(Referring expression data)

====================

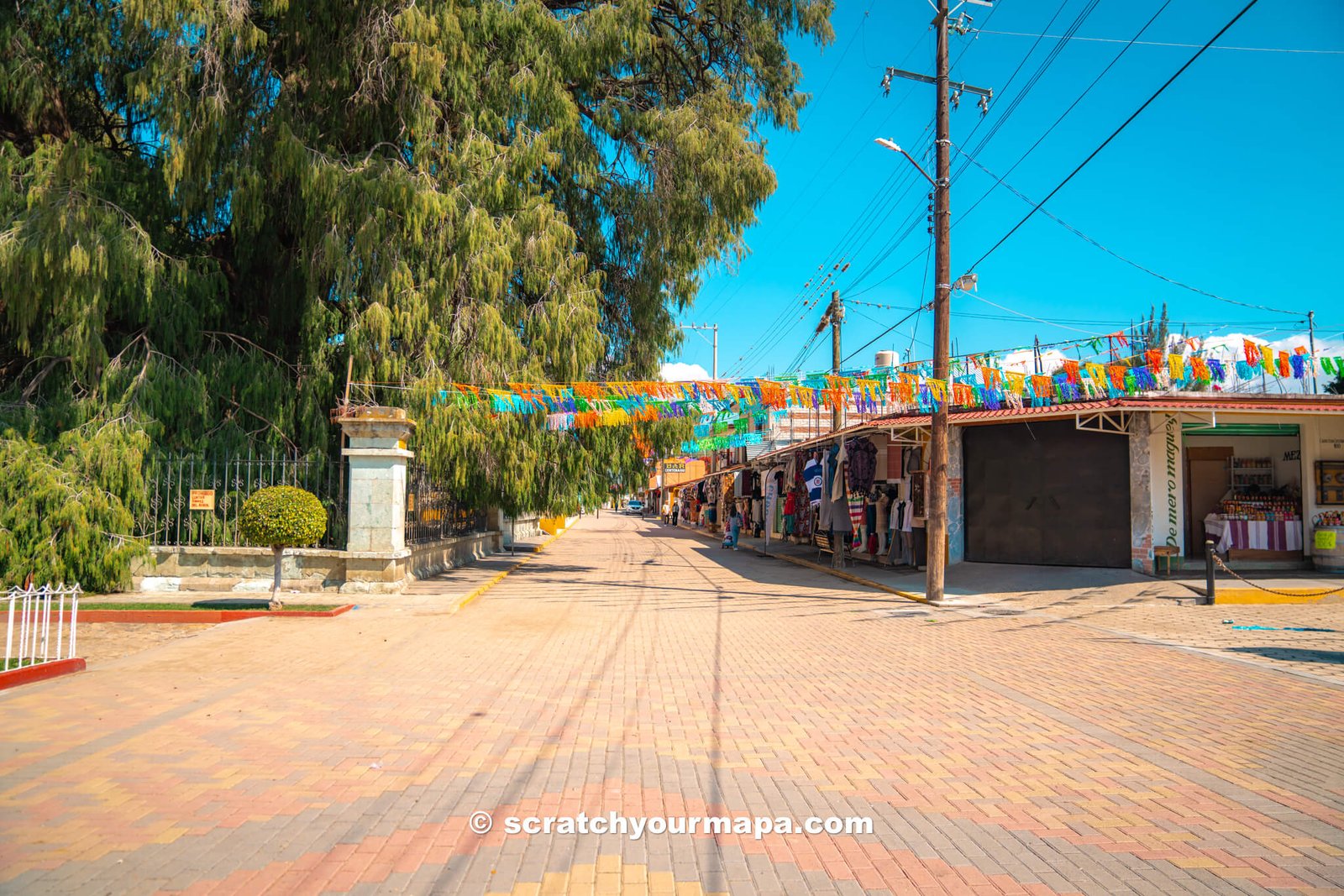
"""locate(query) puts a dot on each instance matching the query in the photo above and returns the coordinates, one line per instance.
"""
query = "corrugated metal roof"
(1160, 402)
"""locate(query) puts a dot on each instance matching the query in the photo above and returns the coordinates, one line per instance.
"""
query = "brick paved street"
(635, 669)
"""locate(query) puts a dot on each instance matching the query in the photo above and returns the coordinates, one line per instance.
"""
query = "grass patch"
(26, 661)
(206, 605)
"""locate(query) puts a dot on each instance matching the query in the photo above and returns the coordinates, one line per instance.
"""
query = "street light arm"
(891, 145)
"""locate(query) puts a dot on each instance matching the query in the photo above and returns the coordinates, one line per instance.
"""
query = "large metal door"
(1046, 493)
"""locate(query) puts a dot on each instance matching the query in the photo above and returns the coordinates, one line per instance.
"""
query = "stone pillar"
(376, 456)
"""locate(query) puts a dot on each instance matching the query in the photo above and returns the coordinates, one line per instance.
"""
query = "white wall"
(1323, 439)
(1168, 488)
(1287, 469)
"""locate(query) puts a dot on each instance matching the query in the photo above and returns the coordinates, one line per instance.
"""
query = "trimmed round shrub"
(282, 516)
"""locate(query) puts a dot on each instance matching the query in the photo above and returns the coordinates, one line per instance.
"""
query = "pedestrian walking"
(732, 528)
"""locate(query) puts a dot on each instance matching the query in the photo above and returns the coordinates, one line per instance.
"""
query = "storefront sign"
(1173, 479)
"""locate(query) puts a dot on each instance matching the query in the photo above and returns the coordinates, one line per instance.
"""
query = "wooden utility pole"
(936, 523)
(837, 315)
(937, 519)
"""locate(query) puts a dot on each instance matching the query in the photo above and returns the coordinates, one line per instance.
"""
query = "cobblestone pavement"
(638, 671)
(105, 641)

====================

### TO DO
Retype every entry verbatim and exclude the pictures from the copy.

### TASK SOLUTION
"""locate(query) puts a dot on each instance matching the query in the photo above and returns the coordinates, one line per instance.
"""
query = "corrugated metal roof"
(1160, 402)
"""locate(query) puts a dot on each instance matching the query in the photo above and returns the coordinates, one line per instance.
"""
query = "brick paved street"
(635, 669)
"""locate(query) puts a dot on each instance matching the query in the photo above and returns the coordinates, one line per instance.
"""
query = "grass patch"
(26, 661)
(206, 605)
"""locate(query) puts a dot on each instance matching the query in the photo above and returns the coordinates, one line per instance.
"""
query = "street light arm"
(891, 145)
"""locate(query) puts a dot on each instance matching the query in the photo above and returns the coordinates, one line per instance.
"""
query = "large metal door"
(1046, 493)
"""locate(query) puts a dot on each instance matching the query in the photo above and returns the coordinates, one line per instance.
"""
query = "stone pillar"
(376, 456)
"""locate(query) puts a dot on each instance matching the query in the photo above and returns the coordinates, one line per instance.
"""
query = "white wall"
(1323, 439)
(1168, 488)
(1287, 469)
"""locate(query) puts a dot on each instance matching the query in the photo above and returns the coordinates, one line per instance.
"""
query = "trimmed round shrub"
(282, 516)
"""locate(query) puts a dot on each instance matching the query in the photo above and returns the coordinates, one line per instance.
"""
query = "pedestrian walking"
(732, 528)
"""locate(query) puts a dot on each instance matching the query in the photo above and returns the coordinates, one line per instance.
"""
query = "storefront sign"
(1173, 479)
"""locate(query) puts a dot on each instance matching the query in the photo above and returns the coordinates, one line per instance.
"""
query = "wooden utility pole"
(936, 523)
(837, 315)
(937, 519)
"""locate(query) puts a dot on each instance matching the query in the photo above and returns the coordinates, one line per instance.
"""
query = "cobblestone pavement"
(638, 671)
(105, 641)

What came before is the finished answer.